++++ The input

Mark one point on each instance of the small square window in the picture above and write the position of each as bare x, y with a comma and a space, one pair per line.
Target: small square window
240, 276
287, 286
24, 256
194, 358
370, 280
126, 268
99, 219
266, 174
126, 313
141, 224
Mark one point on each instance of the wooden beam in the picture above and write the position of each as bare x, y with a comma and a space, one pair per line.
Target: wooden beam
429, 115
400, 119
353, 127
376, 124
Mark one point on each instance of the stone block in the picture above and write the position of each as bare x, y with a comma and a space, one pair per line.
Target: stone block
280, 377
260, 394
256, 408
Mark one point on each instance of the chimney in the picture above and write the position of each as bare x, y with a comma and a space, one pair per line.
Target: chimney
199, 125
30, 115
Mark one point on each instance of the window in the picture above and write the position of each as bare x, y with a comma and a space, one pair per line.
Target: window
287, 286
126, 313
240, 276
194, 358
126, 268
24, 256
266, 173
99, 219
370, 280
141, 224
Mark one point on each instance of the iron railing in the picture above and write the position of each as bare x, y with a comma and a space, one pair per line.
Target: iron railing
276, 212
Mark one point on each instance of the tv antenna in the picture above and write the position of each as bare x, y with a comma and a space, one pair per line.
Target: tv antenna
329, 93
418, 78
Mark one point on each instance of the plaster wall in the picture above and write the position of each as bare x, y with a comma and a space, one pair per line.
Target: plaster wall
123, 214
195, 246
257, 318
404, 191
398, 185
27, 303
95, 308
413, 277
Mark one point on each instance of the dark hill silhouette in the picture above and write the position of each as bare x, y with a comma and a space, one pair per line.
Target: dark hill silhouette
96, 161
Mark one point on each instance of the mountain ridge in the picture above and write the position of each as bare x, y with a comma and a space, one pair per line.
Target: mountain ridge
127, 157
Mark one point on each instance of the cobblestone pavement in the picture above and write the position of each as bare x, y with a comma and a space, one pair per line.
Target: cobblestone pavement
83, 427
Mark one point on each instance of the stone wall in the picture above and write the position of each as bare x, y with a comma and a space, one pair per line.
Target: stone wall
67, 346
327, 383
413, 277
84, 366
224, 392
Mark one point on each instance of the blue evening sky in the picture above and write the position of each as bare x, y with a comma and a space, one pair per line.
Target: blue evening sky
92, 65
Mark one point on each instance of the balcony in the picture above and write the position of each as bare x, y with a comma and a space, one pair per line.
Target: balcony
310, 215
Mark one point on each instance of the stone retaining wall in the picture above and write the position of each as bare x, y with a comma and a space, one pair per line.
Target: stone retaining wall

++++++++

*What is being asked*
Rewrite the material above as a numbered list without blank lines, beginning at the line that contains "Mark one point on each instance of the blue" and continuing through the last line of the material.

*Result*
1. Mark one point on each instance of the blue evening sky in the picture above and write the position of each as bare x, y with a comma and a space, one pair per line.
2. Target: blue evening sky
3. 92, 65
4. Mark one point on each instance of the balcony in the picture above and write the position of each as bare x, y with a comma and a space, one pair per line.
5. Target: balcony
6. 310, 215
7. Mark one point on each instance of the stone retaining wall in the picture above and write the position of each as bare x, y with a comma and a space, one pair per line.
8. Target: stone retaining wall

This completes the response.